___ Extract ___

- Box art of the third season's first Blu-ray compilation released on April 24, 2015
- No. of episodes: 25

Release
- Original network: MBS TV, Tokyo MX, BS11
- Original release: January 10 – June 30, 2015

Season chronology
- ← Previous Season 2

= Kuroko's Basketball season 3 =

Third season of the Kuroko's Basketball anime television series

The third and final season of Kuroko's Basketball anime series is produced by Production I.G. It is based on the manga series of the same name written and illustrated by Tadatoshi Fujimaki. The third season premiered on January 10, 2015 and ended on June 30, 2015, with a total of 25 episodes.

The third season has three opening and ending themes each. This first opening is "Punky Funky Love" by Granrodeo while the ending is "Glitter Days" by Fox Tails. The second opening is "ZERO" by Kenshō Ono while the ending theme is "Ambivalence" by Screen Mode. The third opening theme is "Memories" by Granrodeo while the ending theme is "Lantana" by Old Codex.

An original video animation was included on the final volume of Kuroko's Basketball (Volume 9), which was released on December 24, 2015. On January 14, 2017, Crunchyroll later added the anime to their streaming service.

On October 19, 2020, the SAG-AFTRA listed and approved an English dub for the series under the "Netflix Dubbing Agreement". The English dub third season premiered on Netflix on September 18, 2021.

==Episode list==

| No. overall | No. in season | Title | Original release date |
| 51 | 1 | "I'm Just Going at Full Strength" Transliteration: "Zenryoku de Yatteru dake Nande" (Japanese: 全カでやってるだけなんで) | January 10, 2015 |
Upon defeating Yōsen High, Seirin is interviewed for Basketball Monthly, after which Kagami heads outside to visit with his old friend, Tatsuya Himuro, and Alex. However, instead of being able to resolve their differences, he runs into Shogo Haizaki of Fukuda Sogo Gakuen. When Kagami arrives, he sees Haizaki gripping Alex from the throat, and stops him. Haizaki tries to punch Kagami who tries hitting him back, only to be stopped by Himuro. Kagami heads back in to ask Kuroko about this news only to find out the final quarterfinal will feature a showdown between Kise and Haizaki, with the winner moving on to face Seirin in the semifinals.

___ Entries provided ___

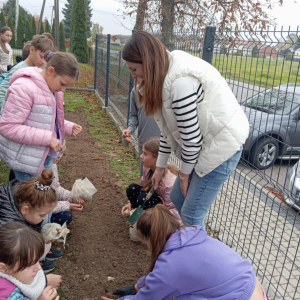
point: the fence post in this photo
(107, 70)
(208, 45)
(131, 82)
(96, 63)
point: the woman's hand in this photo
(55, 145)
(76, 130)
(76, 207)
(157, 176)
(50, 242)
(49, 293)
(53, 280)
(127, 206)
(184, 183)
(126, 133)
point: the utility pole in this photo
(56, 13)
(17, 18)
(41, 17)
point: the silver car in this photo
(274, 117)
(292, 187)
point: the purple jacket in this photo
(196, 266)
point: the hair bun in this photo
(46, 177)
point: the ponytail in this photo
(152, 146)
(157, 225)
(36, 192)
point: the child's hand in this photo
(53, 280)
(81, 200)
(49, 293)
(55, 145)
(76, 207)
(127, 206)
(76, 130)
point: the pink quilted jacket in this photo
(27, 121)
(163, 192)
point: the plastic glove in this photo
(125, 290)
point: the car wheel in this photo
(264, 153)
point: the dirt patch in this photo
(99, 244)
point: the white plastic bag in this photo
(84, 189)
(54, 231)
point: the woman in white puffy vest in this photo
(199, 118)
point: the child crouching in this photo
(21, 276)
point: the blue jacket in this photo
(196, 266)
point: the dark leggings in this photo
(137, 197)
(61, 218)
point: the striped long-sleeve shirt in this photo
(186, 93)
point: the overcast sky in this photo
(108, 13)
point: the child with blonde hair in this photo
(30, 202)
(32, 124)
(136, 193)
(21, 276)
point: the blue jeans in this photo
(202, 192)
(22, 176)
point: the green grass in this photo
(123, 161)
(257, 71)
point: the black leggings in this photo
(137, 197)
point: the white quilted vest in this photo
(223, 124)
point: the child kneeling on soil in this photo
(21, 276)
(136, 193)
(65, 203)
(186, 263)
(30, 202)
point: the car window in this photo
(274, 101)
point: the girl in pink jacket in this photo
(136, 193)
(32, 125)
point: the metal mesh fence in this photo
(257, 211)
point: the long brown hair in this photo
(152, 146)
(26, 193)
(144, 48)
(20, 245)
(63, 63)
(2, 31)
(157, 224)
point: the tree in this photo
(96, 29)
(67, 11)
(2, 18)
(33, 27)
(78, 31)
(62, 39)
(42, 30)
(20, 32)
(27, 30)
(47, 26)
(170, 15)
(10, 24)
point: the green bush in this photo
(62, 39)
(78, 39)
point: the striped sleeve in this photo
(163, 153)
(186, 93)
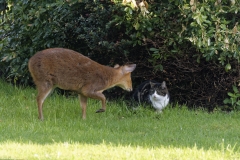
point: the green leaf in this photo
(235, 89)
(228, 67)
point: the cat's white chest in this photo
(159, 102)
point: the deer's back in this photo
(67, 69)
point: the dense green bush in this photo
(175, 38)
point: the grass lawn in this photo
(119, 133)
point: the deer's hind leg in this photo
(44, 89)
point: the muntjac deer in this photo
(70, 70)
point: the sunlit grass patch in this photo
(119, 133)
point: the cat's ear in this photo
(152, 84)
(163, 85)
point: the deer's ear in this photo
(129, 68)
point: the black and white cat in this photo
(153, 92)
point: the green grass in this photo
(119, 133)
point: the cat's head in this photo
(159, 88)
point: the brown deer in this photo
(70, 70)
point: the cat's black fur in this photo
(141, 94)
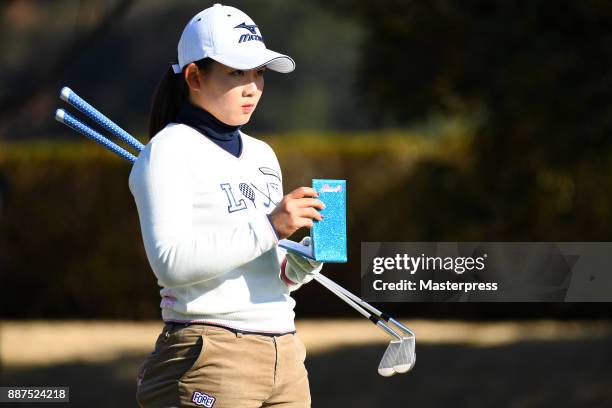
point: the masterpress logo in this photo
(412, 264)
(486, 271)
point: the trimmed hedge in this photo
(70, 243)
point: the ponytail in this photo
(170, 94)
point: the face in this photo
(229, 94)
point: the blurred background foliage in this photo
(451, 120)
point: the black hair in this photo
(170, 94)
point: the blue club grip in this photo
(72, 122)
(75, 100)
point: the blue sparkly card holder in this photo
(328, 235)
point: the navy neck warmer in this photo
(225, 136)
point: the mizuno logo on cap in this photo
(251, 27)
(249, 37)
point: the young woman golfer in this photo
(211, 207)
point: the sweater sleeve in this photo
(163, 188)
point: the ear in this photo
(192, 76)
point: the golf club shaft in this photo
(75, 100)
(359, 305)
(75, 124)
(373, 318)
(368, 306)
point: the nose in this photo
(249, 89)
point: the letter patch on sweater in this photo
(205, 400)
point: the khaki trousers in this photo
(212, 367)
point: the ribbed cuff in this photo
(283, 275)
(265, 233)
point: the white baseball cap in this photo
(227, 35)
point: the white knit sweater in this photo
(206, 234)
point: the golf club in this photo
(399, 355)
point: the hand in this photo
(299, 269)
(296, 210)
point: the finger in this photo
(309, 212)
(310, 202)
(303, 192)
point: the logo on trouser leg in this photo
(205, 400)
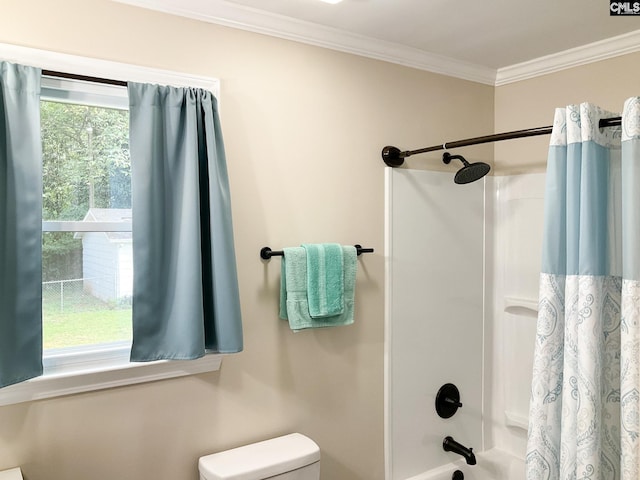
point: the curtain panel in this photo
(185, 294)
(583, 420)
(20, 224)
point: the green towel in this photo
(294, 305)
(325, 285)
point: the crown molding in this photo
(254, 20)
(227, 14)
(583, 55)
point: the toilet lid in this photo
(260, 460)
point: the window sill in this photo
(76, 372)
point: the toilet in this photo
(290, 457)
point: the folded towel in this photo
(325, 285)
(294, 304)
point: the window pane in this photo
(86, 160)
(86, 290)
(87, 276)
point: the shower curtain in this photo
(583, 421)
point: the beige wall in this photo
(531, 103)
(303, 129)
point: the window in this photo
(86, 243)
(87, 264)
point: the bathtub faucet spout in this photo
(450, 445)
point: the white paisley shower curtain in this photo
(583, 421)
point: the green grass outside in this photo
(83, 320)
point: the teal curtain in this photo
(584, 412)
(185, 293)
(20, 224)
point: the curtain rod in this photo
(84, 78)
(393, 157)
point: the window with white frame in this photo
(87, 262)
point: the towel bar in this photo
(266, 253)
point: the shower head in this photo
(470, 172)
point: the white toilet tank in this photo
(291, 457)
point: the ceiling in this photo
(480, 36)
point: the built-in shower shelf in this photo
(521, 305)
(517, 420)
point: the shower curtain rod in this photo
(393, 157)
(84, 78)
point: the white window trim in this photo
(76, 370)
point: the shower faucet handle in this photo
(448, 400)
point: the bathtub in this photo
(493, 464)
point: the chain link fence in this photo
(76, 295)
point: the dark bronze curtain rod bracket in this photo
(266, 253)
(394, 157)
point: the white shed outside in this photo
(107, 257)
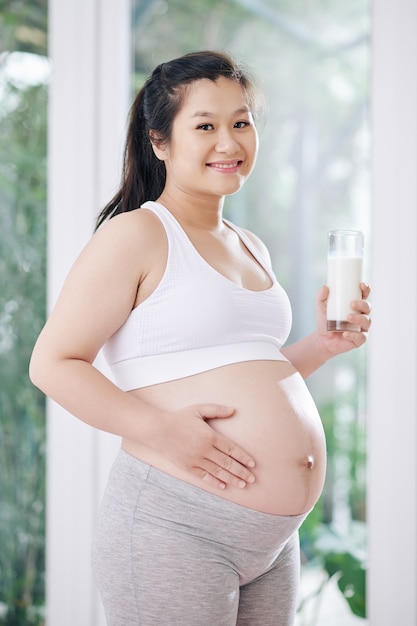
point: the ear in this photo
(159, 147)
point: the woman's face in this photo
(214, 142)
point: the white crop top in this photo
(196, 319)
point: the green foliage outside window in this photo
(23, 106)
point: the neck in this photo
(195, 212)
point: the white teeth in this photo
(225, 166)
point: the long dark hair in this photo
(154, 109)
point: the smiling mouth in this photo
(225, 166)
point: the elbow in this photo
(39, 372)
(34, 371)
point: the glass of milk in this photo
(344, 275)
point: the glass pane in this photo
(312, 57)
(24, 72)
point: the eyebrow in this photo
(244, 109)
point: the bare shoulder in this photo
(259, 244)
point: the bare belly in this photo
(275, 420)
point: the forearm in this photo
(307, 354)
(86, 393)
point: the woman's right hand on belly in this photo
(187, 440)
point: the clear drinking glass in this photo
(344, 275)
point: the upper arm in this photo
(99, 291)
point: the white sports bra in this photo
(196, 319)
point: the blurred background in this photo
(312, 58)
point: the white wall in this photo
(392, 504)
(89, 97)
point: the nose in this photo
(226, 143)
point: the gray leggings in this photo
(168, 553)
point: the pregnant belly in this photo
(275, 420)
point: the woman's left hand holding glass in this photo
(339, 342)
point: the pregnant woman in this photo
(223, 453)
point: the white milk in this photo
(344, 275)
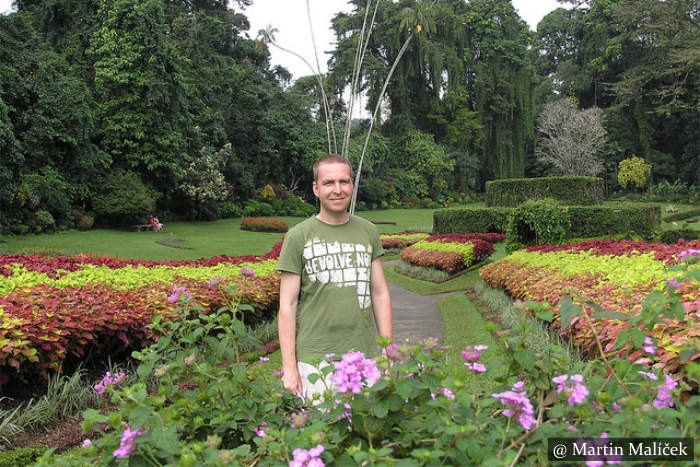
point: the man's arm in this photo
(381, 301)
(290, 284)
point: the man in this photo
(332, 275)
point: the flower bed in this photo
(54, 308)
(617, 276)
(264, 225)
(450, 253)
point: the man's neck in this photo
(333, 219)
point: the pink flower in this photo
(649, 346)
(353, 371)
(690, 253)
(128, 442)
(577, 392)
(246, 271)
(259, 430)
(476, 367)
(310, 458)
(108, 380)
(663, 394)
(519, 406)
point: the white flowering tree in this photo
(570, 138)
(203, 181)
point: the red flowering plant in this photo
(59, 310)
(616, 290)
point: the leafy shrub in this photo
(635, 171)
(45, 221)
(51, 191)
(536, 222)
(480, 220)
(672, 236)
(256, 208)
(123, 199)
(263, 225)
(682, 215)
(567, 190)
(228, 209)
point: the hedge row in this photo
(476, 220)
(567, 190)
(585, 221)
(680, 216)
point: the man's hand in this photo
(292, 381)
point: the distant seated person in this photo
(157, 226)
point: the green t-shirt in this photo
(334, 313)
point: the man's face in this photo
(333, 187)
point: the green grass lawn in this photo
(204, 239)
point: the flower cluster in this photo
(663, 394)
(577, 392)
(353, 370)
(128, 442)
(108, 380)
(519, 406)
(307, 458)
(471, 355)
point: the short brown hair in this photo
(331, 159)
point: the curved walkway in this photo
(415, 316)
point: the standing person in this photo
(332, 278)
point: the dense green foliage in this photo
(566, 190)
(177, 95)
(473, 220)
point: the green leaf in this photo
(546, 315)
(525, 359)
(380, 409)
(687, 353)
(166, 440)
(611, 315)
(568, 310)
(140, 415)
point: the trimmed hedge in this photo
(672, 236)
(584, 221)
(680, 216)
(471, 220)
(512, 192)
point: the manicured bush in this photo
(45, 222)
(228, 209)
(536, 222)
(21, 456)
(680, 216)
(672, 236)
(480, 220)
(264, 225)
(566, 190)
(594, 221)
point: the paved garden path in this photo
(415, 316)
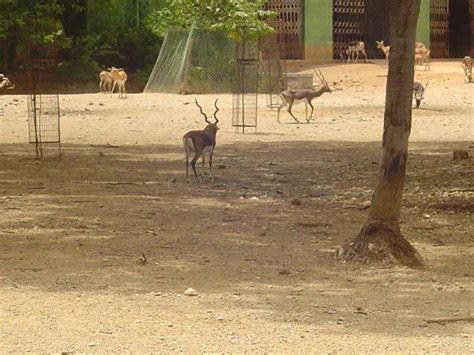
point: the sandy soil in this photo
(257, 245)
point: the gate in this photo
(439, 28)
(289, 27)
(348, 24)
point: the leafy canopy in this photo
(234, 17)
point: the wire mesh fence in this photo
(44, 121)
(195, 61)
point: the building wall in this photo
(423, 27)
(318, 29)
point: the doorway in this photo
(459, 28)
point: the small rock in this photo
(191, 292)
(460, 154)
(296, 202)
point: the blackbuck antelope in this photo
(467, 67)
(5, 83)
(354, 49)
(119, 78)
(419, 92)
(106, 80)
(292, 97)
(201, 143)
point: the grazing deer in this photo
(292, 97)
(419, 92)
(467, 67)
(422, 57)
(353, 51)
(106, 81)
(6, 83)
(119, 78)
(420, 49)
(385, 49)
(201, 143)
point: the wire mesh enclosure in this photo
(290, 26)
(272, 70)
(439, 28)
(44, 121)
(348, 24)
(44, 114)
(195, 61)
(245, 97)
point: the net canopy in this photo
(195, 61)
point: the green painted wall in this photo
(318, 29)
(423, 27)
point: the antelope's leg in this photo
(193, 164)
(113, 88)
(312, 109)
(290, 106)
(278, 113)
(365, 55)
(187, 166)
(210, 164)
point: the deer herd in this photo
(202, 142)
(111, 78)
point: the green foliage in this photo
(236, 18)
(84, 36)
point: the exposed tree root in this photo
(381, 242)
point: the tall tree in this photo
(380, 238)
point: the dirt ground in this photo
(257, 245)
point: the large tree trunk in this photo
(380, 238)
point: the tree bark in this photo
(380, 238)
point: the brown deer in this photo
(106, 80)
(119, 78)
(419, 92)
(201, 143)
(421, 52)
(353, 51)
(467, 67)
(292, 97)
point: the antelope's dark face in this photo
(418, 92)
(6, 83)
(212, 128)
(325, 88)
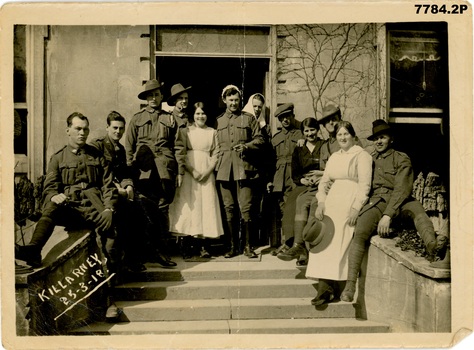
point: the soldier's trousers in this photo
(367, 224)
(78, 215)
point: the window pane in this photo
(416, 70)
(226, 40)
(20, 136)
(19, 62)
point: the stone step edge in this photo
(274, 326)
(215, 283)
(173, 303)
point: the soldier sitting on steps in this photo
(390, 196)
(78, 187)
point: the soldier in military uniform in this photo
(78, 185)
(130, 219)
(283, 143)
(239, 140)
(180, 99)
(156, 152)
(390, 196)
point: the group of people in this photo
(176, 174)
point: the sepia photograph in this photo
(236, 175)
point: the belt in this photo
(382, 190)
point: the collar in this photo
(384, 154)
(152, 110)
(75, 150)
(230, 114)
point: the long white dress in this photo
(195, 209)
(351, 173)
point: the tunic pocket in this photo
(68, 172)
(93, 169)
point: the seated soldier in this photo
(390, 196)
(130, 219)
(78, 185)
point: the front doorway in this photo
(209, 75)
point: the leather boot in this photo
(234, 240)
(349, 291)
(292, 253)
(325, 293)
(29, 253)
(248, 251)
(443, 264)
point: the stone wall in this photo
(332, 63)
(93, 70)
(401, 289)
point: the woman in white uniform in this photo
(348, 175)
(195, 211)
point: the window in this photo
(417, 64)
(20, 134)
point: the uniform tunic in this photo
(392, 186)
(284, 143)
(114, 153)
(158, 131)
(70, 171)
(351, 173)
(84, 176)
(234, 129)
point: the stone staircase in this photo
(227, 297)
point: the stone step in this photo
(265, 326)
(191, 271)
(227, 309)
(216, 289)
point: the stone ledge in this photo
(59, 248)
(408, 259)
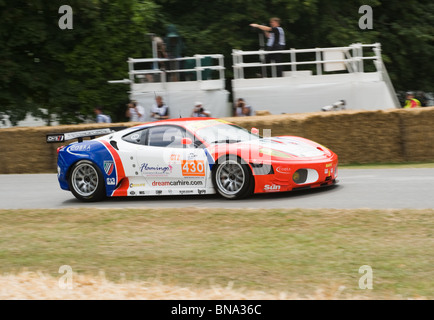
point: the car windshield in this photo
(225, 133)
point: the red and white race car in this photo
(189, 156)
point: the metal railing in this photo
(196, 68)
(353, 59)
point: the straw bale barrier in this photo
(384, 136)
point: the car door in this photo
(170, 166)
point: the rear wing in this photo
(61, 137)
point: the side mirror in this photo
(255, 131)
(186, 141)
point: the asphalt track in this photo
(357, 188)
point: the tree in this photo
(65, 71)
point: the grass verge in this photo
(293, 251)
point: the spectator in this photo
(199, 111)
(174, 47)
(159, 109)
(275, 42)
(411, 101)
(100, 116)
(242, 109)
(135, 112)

___

To be done:
- 1) Sift the listing and copy out each line that contains the word "deer".
- 2) Resume the Kuroko's Basketball season 3 article, writing on from its final sentence.
The Kuroko's Basketball season 3 article and the listing were taken from unrelated sources.

Set of answers:
- 1)
point: the deer's back in this photo
point: the deer's hind leg in this photo
point: the muntjac deer in this photo
point: the deer's ear in this photo
point: the brown deer in this photo
point: the grazing deer in this photo
point: the deer herd in this photo
point: the brown deer in this photo

- 2)
| 52 | 2 | "This Is Mine" Transliteration: "Ore no Mon da" (Japanese: オレのもんだ) | January 17, 2015 |
Kise and Haizaki face each other head-to-head for the right to advance to face Seirin. Kuroko reveals that Haizaki uses psychological warfare against his opponents. Although Kuroko copies the moves of the individual, he also alters the timing of the move. When the original user tries to do the move again, they try to do so with the new timing and ultimately fail. Kise and his teammates fall further behind as the second half begins.
| 53 | 3 | "Don't You Get In My Way" Transliteration: "Jama Sunja Nee yo" (Japanese: ジャマすんじゃねーよ) | January 24, 2015 |
Kise and Haizaki continue their face-off, and the former's pain from his injury increases. As Haizaki taunts Kise about the past, Kise's teammates and friends become worried. Suddenly, Kuroko yells out to Kise that he believes in him and Returning to his numb state, Kise claims that he will win and decides to resort to using his final copies known as the Perfect Copy. A desperate Haizaki uses a dirty trick near the end of the game, but Kise is adamant about winning despite how much pain his foot is in and defeats Haizaki. Kaijo wins 75–72 against Fukuda Sogo Gakuen. After the match Haizaki stands outside waiting for Kise to hurt him in a last attempt to put down Kise. However Aomine arrives and warns Haizaki not to interfere. Haizaki mocks his words and is about to punch him, but Aomine eventually punches him in the face first, temporarily knocking Haizaki out. Now uncertain about his resolve, Haizaki goes away without throwing his shoes in for the first time.
| 54 | 4 | "I'll Take This For Now" Transliteration: "Morattokuwa" (Japanese: もらっとくわ) | January 31, 2015 |
The second semi-finals for the Winter Cup is about to start with Rakuzan, Shūtoku, Seirin, and Kaijo vying for the semi-finalist position. Kagami realized that his shoes are broken and needs to buy new ones, but could not find anything his size. Kuroko contacted Momo for help and she brought Daiki's basketball shoes, the same brand that Kagami likes. Daiki told Kagami that in order for him to get the shoes, he should defeat him in a one-on-one battle first, in which Kagami quickly lost. Kagami and Kuroko rushed to the venue of the Winter Cup to watch the first semi-finals match between Rakuzan and Shūtoku.
| 55 | 5 | "I Know None of That" Transliteration: "Watashi wa Sore o Mattaku Shirimasen" (Japanese: 私はそれを全く知りません) | February 7, 2015 |
As the second half of the match between Shutoku and Rakuzan starts, Akashi uses his eye. He was revealed to be the one who found Kuroko's talent by using his eye on him, which meant that the eye can see potential of people, but it is said that in matches the eye is completely different, it predicts the future movement of the other players, thus nullifying both offence and defense of the other team.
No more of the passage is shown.